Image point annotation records

* * *

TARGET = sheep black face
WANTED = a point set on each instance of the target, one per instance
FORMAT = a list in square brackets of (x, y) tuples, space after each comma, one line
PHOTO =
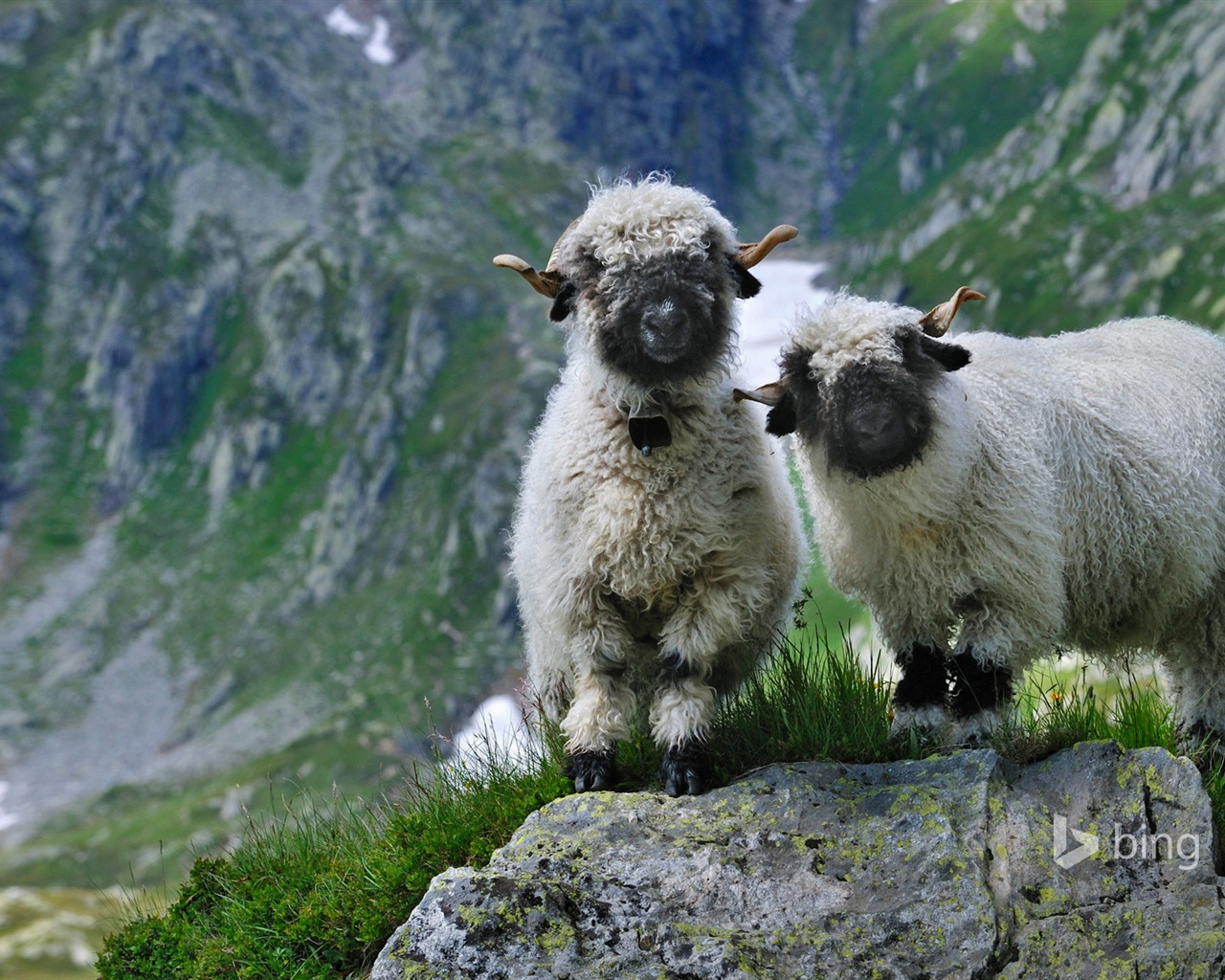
[(666, 318), (874, 415)]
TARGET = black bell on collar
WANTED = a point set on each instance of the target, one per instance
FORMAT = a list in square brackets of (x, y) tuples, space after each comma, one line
[(650, 433)]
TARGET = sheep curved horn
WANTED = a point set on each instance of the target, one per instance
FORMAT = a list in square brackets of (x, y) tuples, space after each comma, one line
[(751, 254), (939, 319), (546, 283), (767, 394)]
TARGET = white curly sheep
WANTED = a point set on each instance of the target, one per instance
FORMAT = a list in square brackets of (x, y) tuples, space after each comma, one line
[(995, 499), (657, 541)]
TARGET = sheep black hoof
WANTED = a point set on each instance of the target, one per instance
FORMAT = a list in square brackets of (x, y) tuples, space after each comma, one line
[(591, 770), (685, 770)]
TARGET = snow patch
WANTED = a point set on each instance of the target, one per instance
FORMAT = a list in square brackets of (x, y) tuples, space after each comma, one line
[(376, 34)]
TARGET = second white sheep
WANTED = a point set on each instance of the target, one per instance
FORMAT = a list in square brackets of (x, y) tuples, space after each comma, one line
[(996, 499)]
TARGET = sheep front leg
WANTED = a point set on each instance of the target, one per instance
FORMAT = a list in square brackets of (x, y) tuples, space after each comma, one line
[(708, 622), (680, 717), (602, 707), (919, 696)]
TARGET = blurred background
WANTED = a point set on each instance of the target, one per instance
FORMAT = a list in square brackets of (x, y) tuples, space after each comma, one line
[(263, 398)]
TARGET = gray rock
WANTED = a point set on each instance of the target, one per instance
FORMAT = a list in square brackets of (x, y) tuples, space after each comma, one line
[(945, 867)]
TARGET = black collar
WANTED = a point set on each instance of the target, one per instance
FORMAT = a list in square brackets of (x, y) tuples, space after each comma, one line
[(650, 433)]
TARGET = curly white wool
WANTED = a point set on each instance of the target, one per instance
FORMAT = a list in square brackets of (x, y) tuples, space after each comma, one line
[(1073, 494), (622, 560)]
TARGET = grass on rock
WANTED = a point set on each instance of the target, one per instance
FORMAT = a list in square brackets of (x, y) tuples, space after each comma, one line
[(315, 893)]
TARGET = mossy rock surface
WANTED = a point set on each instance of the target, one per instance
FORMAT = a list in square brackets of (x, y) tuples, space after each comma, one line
[(942, 867)]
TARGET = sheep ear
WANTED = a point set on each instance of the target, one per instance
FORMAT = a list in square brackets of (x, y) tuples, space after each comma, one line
[(949, 357), (746, 283), (781, 420), (564, 301)]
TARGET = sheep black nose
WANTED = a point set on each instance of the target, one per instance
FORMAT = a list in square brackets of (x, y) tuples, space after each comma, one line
[(665, 332), (665, 322), (878, 430)]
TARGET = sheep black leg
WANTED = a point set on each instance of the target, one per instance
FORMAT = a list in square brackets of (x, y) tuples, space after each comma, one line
[(591, 770), (682, 700), (685, 769), (978, 692), (923, 682)]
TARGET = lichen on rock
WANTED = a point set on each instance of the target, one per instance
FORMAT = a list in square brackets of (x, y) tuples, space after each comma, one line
[(944, 867)]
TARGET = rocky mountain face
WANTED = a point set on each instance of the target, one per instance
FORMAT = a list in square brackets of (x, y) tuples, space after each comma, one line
[(263, 398), (1094, 862)]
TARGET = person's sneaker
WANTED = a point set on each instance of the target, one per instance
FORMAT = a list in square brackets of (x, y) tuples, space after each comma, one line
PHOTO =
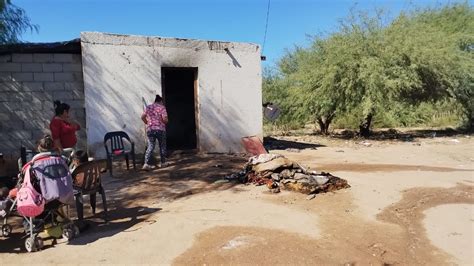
[(163, 165), (148, 167)]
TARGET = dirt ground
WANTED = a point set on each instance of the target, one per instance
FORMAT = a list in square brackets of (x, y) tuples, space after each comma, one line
[(410, 202)]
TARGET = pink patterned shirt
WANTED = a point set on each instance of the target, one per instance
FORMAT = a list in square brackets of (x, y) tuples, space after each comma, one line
[(155, 116)]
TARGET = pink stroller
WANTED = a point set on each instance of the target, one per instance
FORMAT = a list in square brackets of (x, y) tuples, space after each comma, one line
[(46, 186)]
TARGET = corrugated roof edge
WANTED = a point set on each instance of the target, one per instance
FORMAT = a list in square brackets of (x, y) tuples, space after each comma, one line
[(69, 47), (140, 40)]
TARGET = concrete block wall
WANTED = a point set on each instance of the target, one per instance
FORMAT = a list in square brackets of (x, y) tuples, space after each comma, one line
[(29, 83)]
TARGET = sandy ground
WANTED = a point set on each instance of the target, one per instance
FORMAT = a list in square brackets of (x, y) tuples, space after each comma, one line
[(411, 202)]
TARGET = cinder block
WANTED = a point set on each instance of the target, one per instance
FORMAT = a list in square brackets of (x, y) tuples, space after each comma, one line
[(32, 86), (18, 97), (63, 77), (65, 96), (48, 108), (5, 58), (43, 58), (31, 67), (5, 76), (77, 58), (63, 58), (72, 67), (78, 95), (22, 76), (79, 113), (36, 123), (76, 104), (11, 86), (53, 86), (22, 58), (4, 116), (52, 67), (74, 86), (9, 107), (44, 76), (10, 67), (78, 76), (13, 124), (21, 134), (42, 96)]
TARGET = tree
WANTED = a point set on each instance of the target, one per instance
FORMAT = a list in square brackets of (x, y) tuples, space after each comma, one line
[(13, 23), (370, 67)]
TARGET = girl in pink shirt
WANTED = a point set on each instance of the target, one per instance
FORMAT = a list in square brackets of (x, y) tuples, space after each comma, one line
[(155, 118)]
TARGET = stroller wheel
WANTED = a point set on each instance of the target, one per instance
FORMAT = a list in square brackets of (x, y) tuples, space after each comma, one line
[(68, 234), (30, 244), (76, 230), (39, 244), (6, 230)]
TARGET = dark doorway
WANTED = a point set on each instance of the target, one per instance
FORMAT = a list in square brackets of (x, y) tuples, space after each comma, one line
[(179, 96)]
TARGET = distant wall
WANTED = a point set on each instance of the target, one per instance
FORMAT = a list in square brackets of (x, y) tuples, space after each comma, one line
[(120, 69), (28, 85)]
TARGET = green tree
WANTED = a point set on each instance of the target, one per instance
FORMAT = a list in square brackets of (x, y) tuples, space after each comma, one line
[(13, 23)]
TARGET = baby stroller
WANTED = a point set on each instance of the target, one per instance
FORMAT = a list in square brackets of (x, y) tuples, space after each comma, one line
[(46, 186)]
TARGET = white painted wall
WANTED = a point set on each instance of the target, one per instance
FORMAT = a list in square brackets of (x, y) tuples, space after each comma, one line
[(120, 69)]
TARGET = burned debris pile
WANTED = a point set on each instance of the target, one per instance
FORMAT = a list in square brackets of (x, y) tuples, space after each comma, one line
[(278, 172)]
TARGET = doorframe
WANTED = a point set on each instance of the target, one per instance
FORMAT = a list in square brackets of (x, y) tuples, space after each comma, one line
[(196, 98)]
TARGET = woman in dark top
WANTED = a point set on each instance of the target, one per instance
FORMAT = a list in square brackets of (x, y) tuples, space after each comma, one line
[(63, 128)]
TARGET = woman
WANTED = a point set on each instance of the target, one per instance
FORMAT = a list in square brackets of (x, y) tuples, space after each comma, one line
[(63, 128), (155, 118)]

* * *

[Given request]: Quote every line of the records above verbatim, including each marked point list, and leave out the pictures.

[Correct response]:
TARGET = sheep black face
WANTED = a point set on each instance of the target, one per instance
FORMAT = a list in square brackets of (x, y) tuples, space after each comma, one line
PHOTO =
[(666, 318), (874, 415)]
TARGET = black bell on collar
WANTED = a point set on each instance of the target, one per instance
FORMAT = a list in square brackets of (x, y) tuples, space after each comma, one line
[(650, 433)]
TARGET = sheep curved horn
WANTED = a point set on each instance of the target, one per instance
FORMAT = a list in square brackets of (x, y) tuples, space after each comma, one line
[(751, 254), (939, 319), (546, 283), (767, 394)]
TARGET = white curly sheep
WANTED = a point set on each instance of the target, one per instance
FORMAT = a list in square brackets of (x, y) tuples, space after each comma, one line
[(995, 499), (657, 541)]
TARGET = sheep black hoof
WANTED = a point set on each instance of the target, one per instance
FORMAT = a list in square brackets of (x, y) tuples, space after each comma, one line
[(591, 770), (685, 770)]
TARGET = snow patch
WANTED = a point set on each instance of the target, one per instance
FORMAT = a list in square brackets of (x, y) tuples, space after each comma, one line
[(376, 34)]
TARGET = second white sheep
WANTED = a point set on each instance of the target, one per instance
FORMAT = a list in square brackets of (x, y) tuples, space after each comma, one line
[(996, 499)]
TARGET = sheep front leg
WANTED = a point set on each instance of the target, one per instance
FORMAT = a list in square brackets of (x, y) tuples, space after each comma, one line
[(708, 622), (680, 717), (602, 707), (919, 696)]
TARGET = blurred background
WANTED = a point set on each instance of the target, one per instance
FORMAT = a list in square brackets of (x, y) tuples, space after each comma, one line
[(263, 398)]
TARGET = gray rock
WANTED = a point set on each instance of the target, one per instance
FORMAT = a list in square brackets of (x, y) tuples, space after each comma, one line
[(945, 867)]
TARGET = black collar
WANTED = a point set on each instance of the target, one per instance
FORMAT = a list in square brackets of (x, y) tuples, space after each comma, one line
[(650, 433)]
TARGET = curly white wool
WANTED = a point set on each instance of the target, one per instance
FORMAT = a list in square brackets of (x, y) tuples, space after each comma, one line
[(1073, 494), (622, 560)]
TARGET = grass on rock
WANTED = a point set on each instance of the target, one per instance
FORMAT = a list in square brackets of (x, y) tuples, space after each comma, one line
[(315, 893)]
TARGET = mossy rock surface
WANTED = a point set on each instance of the target, one per instance
FORMAT = a list in square brackets of (x, y) tuples, space after each comma, one line
[(942, 867)]
TARGET = sheep ear
WANTED = a point set on each instance of the target, one per instance
FORMAT = a list in square brackets of (x, y) tuples, space after each comma, one line
[(949, 357), (746, 283), (781, 420), (564, 301)]
TARGET = sheep black nose
WANTED = a point set on each instance of the target, one per instance
FORMAT = a list in square brackets of (x, y) tuples, space after each comma, one line
[(665, 332), (665, 322), (878, 430)]
TARGET = sheep black leg
WANTED = a point set on each instance of the target, one per instance
FORMAT = a list in square brackets of (x, y) tuples, space after each comma, one line
[(591, 770), (682, 700), (685, 769), (978, 692), (923, 682)]
TARGET = lichen on rock
WANTED = a point set on each instance of the target, one per instance
FORMAT = a list in square brackets of (x, y) tuples, space after each comma, one line
[(944, 867)]
TARGET = rocky mountain face
WANTED = a point set on each instance of the target, one per instance
FORMAT = a list in square brackets of (x, y) tuples, space after each comma, one line
[(263, 398), (1094, 862)]
TARGET = person's sneaker
WANTED = a point set on each instance of the target, one per instance
FORMAT = a list in square brackets of (x, y) tuples, space after each comma, one line
PHOTO =
[(163, 165), (148, 167)]
TARGET = dirt ground
WANTED = a point set on each instance of the target, one per instance
FORMAT = a list in square brackets of (x, y) tuples, space after each comma, one line
[(410, 202)]
TARGET = pink patterned shirt
WANTED = a point set on each instance of the target, one per instance
FORMAT = a list in square brackets of (x, y) tuples, space after each comma, one line
[(155, 116)]
TARGET = pink stroller
WANTED = a point set on each instance of the target, one per instance
FORMAT = a list in square brackets of (x, y) tuples, space after each comma, one line
[(46, 186)]
TARGET = corrugated roof edge
WANTED = a point set on each instance of the target, one per instance
FORMAT = a list in square brackets of (x, y) tuples, space after each comma, one line
[(69, 47), (140, 40)]
TARGET = concrete block wall
WANTED = a point set on each instance of the target, one per instance
FORMAT = a list in square brackets of (x, y) tuples, space after each comma, one line
[(29, 83)]
TARGET = sandy ground
WANTED = a point set on each instance of the target, one per instance
FORMAT = a list in square brackets of (x, y) tuples, space after each comma, one line
[(411, 202)]
TARGET = cinder block
WANTED = a point set on each instance of the target, one per instance
FORMAT = a list in square brackets of (x, y) tuples, space after each comma, one line
[(32, 86), (18, 97), (63, 77), (65, 96), (48, 108), (5, 58), (43, 58), (31, 67), (5, 76), (77, 58), (63, 58), (72, 67), (78, 95), (22, 76), (79, 113), (36, 123), (76, 104), (11, 86), (53, 86), (22, 58), (4, 116), (52, 67), (74, 86), (9, 107), (44, 76), (10, 67), (78, 76), (13, 124), (21, 134), (42, 96)]
TARGET = tree
WANTED = a point set on each instance of the target, one per instance
FORMAT = a list in square brackets of (x, y) tuples, space after each comma, one line
[(13, 23), (370, 67)]
TARGET = girl in pink shirt
WANTED = a point set on each instance of the target, one per instance
FORMAT = a list in square brackets of (x, y) tuples, space after each comma, one line
[(155, 118)]
TARGET = stroller wheel
WANTED = a point set on each instance of the target, one per instance
FORMAT = a list in square brackets of (x, y) tuples, space after each comma, one line
[(68, 234), (30, 244), (76, 230), (39, 244), (6, 230)]
TARGET = dark doorway
WANTED = a point set on each instance of the target, one per instance
FORMAT = a list in square brackets of (x, y) tuples, space after each comma, one line
[(179, 96)]
TARGET = distant wall
WANTED = a point set on each instance of the target, one per instance
FORMAT = a list in square brackets of (x, y) tuples, space after each comma, one line
[(120, 69), (28, 85)]
TARGET = green tree
WANTED = a point set on each instance of the target, one per instance
FORMAT = a list in square brackets of (x, y) tuples, space after each comma, one line
[(13, 23)]
TARGET = baby stroller
WANTED = a point set on each instance of the target, one per instance
FORMAT = a list in square brackets of (x, y) tuples, space after each comma, one line
[(46, 186)]
TARGET = white painted wall
WANTED = a point set on each instance of the target, one per instance
FORMAT = a list in square brackets of (x, y) tuples, space after each comma, one line
[(120, 69)]
TARGET = burned debris pile
WANTED = a point set on each instance of the target, one per instance
FORMAT = a list in square brackets of (x, y) tuples, space after each comma, one line
[(278, 172)]
TARGET = doorframe
WANTED = a point set on each instance of the target, one per instance
FORMAT = a list in square brackets of (x, y) tuples, space after each comma, one line
[(196, 98)]
TARGET = woman in dark top
WANTED = a point set on each instance of the target, one per instance
FORMAT = a list in square brackets of (x, y) tuples, space after each comma, one line
[(63, 128)]
TARGET = woman
WANTED = a point set on each instance of the target, one per instance
FORMAT = a list in square brackets of (x, y) tuples, space after each comma, one line
[(63, 128), (155, 118)]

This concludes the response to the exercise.